■ **Set problem**: Return each line of the listing below that contains the string "cloud".

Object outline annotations
════════

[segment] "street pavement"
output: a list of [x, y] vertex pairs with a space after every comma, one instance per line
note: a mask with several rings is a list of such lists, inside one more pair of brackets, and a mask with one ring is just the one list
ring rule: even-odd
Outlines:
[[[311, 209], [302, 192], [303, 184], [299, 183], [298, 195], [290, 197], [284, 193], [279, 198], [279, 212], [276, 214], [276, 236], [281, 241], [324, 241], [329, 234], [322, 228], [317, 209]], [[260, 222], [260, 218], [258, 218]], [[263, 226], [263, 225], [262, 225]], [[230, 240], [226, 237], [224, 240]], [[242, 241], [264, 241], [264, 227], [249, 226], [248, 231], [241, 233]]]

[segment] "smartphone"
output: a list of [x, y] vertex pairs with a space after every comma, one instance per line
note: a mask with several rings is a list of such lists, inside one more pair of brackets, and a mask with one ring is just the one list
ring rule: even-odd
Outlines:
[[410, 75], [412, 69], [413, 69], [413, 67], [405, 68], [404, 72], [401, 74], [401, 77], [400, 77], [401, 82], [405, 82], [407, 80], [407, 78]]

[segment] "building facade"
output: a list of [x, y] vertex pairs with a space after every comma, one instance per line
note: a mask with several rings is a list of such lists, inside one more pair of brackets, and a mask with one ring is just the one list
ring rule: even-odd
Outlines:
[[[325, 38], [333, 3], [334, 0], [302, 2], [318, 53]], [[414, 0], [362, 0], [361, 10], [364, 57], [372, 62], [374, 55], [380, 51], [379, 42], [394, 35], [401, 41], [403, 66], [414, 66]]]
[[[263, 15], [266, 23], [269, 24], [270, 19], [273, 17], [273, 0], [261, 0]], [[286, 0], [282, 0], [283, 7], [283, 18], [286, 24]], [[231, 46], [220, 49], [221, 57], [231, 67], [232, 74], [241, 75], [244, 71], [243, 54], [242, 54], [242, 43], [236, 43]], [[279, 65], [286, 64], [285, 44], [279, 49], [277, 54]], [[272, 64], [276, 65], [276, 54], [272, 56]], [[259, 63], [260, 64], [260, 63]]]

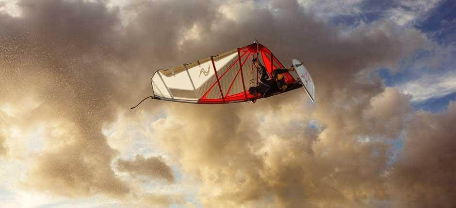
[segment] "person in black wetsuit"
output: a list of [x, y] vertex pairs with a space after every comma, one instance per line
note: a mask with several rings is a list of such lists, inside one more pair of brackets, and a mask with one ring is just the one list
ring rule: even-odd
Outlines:
[[287, 72], [293, 72], [294, 68], [292, 66], [288, 69], [276, 69], [271, 72], [270, 77], [266, 70], [266, 67], [255, 58], [252, 60], [257, 69], [260, 70], [261, 78], [257, 87], [252, 87], [248, 89], [250, 94], [256, 96], [260, 93], [261, 98], [265, 98], [276, 94], [277, 92], [284, 92], [301, 87], [299, 79], [294, 82], [287, 84], [285, 81], [283, 74]]

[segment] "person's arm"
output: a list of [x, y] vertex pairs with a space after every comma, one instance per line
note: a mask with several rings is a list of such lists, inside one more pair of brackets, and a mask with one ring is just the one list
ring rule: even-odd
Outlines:
[[268, 74], [268, 71], [266, 70], [266, 67], [263, 66], [261, 63], [260, 63], [260, 68], [261, 69], [261, 77], [260, 80], [263, 82], [269, 78], [269, 74]]

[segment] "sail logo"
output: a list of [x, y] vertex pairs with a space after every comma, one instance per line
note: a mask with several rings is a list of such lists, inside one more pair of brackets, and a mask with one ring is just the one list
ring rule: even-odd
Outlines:
[[210, 65], [210, 64], [209, 64], [209, 66], [208, 67], [208, 71], [207, 71], [207, 72], [206, 72], [205, 70], [204, 70], [204, 68], [202, 68], [201, 69], [201, 71], [199, 71], [199, 77], [201, 77], [201, 73], [203, 73], [203, 74], [204, 74], [205, 76], [207, 76], [209, 74], [209, 70], [210, 70], [210, 69], [211, 69], [211, 65]]

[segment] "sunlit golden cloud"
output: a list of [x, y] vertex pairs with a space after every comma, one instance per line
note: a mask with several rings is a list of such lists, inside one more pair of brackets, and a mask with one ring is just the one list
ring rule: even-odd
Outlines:
[[[17, 170], [2, 169], [0, 188], [131, 207], [455, 204], [455, 103], [416, 111], [372, 73], [398, 70], [431, 42], [420, 31], [379, 21], [342, 32], [292, 0], [105, 3], [0, 10], [0, 161]], [[155, 70], [254, 37], [285, 65], [305, 63], [316, 103], [299, 89], [254, 104], [128, 110], [150, 94]]]

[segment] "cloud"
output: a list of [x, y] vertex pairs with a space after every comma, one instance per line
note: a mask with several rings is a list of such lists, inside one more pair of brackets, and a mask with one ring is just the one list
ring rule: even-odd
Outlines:
[[456, 73], [454, 70], [434, 72], [425, 74], [419, 79], [397, 86], [402, 92], [412, 96], [412, 101], [419, 102], [433, 98], [440, 98], [456, 91]]
[[[44, 126], [38, 136], [43, 144], [18, 159], [28, 163], [21, 191], [102, 194], [146, 207], [194, 201], [217, 207], [409, 204], [396, 193], [402, 189], [395, 179], [408, 169], [389, 163], [390, 141], [404, 128], [415, 129], [407, 119], [413, 113], [410, 97], [366, 74], [394, 68], [425, 45], [428, 40], [420, 31], [382, 21], [346, 30], [292, 0], [140, 1], [118, 8], [103, 1], [23, 0], [17, 5], [20, 16], [0, 14], [5, 29], [0, 31], [0, 109], [9, 115], [0, 117], [2, 124], [9, 123], [0, 128], [9, 144], [17, 138], [10, 134], [15, 126], [20, 135]], [[125, 20], [121, 14], [130, 15]], [[296, 90], [254, 105], [154, 100], [125, 110], [150, 94], [147, 83], [154, 70], [246, 45], [253, 37], [285, 65], [288, 57], [301, 59], [316, 84], [315, 104]], [[143, 122], [144, 115], [163, 112]], [[142, 153], [117, 160], [134, 155], [120, 149], [122, 142], [108, 142], [102, 130], [119, 120], [138, 125], [119, 124], [125, 132], [115, 136], [147, 136], [151, 148], [166, 155], [166, 163]], [[405, 149], [409, 144], [404, 142]], [[168, 162], [177, 164], [175, 176]], [[174, 182], [138, 183], [140, 175]], [[191, 199], [185, 191], [145, 188], [184, 183], [196, 184]], [[442, 203], [451, 203], [450, 194], [439, 193], [447, 200]]]
[[132, 161], [119, 159], [117, 162], [117, 169], [127, 172], [131, 176], [146, 176], [152, 178], [158, 178], [173, 182], [174, 177], [171, 168], [159, 157], [144, 158], [136, 155]]
[[456, 103], [448, 111], [420, 111], [406, 128], [404, 151], [394, 164], [394, 204], [397, 207], [451, 207], [456, 204], [454, 173]]
[[5, 146], [5, 137], [0, 135], [0, 155], [6, 154], [8, 149]]

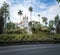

════════

■ **Response below**:
[segment] "sunlit golden cloud"
[segment] "cloud"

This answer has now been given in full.